Despite these advancements, interfacial defects in the perovskite layer remain a source of non-radiative recombination and lattice degradation. To address this, we applied 3-amidinopyridinium iodide (3-PyADI) as a passivation agent. Density functional theory calculations indicate strong interaction energies of -89.267 kJ/mol for 3-PyAD+ with PbI2 and -417.455 kJ/mol with I−, suggesting effective passivation of undercoordinated Pb²⁺ and I− defects. Surface treatment with a 1 mg/mL solution of 3-PyADI reduces the root-mean-square roughness from 26.47 nm to 22.92 nm, as measured by AFM, and minimizes lattice strain, as analyzed through Williamson-Hall plots of X-ray diffraction (XRD) data. This leads to a lower trap density, quantified using the space-charge-limited current (SCLC) method in electron-only devices (FTO|SnO2|perovskite|PCBM|Ag). The trap-filling limit voltage (VTFL) decreases from 0.198 V to 0.122 V after passivation, corresponding to a reduction in defect density (Nt) from 5.15 × 10¹⁵ cm⁻³ to 3.17 × 10¹⁵ cm⁻³, as calculated by:

$$ N_t = \frac{2 \epsilon_0 \epsilon V_{\text{TFL}}}{e L^2} $$

where ε0 is the vacuum permittivity, ε is the relative permittivity of perovskite, L is the film thickness, and e is the electron charge. Steady-state PL and TRPL spectra show increased intensity and prolonged carrier lifetimes post-passivation, confirming suppressed non-radiative recombination. When integrated into full devices, 3-PyADI modification synergizes with STS ARC to yield a champion PCE of 24.44%, with a VOC of 1.150 V, JSC of 25.77 mA/cm², and FF of 0.825. The ideality factor (nid), derived from the slope of VOC versus light intensity (Φ) plots using:

$$ V_{\text{OC}} = \frac{n_{\text{id}} k_B T}{q} \ln \Phi + b $$

decreases from 1.9875 kBT/q to 1.7294 kBT/q, indicating reduced trap-assisted Shockley-Read-Hall recombination. Unencapsulated devices with 3-PyADI treatment retain over 93% of their initial PCE after 1000 hours in ambient conditions (20% ± 5% relative humidity, room temperature), compared to 86% for untreated devices, highlighting the role of interface passivation in enhancing environmental stability.

Task instructions
Rewrite the part of the perovskite passivation passage that begins at the words "decreases from 1.9875" and stops after "enhancing environmental stability.", swapping "untreated devices" for "control devices". The entries after this point come from a different source than the passage on perovskite passivation.

Supplied information

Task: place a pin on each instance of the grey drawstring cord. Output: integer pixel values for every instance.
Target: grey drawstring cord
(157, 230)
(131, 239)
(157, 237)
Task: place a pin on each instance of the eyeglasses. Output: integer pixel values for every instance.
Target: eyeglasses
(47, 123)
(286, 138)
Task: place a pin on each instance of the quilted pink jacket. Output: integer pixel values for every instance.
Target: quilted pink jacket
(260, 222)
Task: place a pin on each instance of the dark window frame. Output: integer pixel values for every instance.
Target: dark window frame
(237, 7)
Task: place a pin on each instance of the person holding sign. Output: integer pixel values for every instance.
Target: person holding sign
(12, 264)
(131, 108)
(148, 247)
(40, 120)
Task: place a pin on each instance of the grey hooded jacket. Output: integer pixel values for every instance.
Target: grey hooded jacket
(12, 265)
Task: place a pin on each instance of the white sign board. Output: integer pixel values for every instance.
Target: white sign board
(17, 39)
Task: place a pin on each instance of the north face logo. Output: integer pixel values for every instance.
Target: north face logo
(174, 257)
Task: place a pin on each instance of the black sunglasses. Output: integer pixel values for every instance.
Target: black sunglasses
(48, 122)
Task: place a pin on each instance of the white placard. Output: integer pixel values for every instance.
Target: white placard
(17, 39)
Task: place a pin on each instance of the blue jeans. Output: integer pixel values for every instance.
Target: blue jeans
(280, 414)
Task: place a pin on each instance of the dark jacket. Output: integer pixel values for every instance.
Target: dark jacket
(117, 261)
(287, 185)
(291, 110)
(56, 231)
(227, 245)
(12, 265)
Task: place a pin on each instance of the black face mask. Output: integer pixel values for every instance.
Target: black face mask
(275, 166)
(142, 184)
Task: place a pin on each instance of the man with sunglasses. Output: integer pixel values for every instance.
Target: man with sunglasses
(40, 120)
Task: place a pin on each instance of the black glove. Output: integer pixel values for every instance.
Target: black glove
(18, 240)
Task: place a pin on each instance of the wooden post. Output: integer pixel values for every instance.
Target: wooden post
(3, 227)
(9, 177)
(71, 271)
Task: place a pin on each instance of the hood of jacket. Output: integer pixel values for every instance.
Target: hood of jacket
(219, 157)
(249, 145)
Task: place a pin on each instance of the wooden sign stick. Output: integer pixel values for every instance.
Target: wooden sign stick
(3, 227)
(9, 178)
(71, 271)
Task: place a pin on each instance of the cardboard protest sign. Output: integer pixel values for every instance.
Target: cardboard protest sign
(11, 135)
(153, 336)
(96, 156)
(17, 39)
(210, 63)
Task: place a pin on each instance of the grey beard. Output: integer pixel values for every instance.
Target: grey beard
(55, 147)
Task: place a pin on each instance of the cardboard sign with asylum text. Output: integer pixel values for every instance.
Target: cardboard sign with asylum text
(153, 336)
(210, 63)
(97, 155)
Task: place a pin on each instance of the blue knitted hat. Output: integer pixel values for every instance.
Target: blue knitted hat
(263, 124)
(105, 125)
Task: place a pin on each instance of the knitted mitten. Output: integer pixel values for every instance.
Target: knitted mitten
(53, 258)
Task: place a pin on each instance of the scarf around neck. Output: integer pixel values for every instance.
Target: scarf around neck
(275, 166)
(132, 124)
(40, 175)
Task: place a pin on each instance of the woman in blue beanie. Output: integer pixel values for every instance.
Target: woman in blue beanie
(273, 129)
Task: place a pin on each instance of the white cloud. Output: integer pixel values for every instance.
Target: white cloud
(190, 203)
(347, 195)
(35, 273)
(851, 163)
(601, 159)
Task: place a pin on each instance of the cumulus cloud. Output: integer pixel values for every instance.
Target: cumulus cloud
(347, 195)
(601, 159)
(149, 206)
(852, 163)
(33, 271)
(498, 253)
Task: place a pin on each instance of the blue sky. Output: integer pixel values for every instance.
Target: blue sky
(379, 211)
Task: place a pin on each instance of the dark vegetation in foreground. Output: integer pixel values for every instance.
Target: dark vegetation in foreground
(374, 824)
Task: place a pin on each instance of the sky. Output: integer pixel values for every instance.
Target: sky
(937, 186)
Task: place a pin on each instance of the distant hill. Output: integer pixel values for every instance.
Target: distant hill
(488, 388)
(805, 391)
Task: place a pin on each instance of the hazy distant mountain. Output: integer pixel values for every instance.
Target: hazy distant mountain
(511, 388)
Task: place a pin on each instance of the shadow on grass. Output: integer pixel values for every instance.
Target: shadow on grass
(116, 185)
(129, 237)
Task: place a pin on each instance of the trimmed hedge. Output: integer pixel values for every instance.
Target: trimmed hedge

Result of this task
decreases from 1.9875 kBT/q to 1.7294 kBT/q, indicating reduced trap-assisted Shockley-Read-Hall recombination. Unencapsulated devices with 3-PyADI treatment retain over 93% of their initial PCE after 1000 hours in ambient conditions (20% ± 5% relative humidity, room temperature), compared to 86% for control devices, highlighting the role of interface passivation in enhancing environmental stability.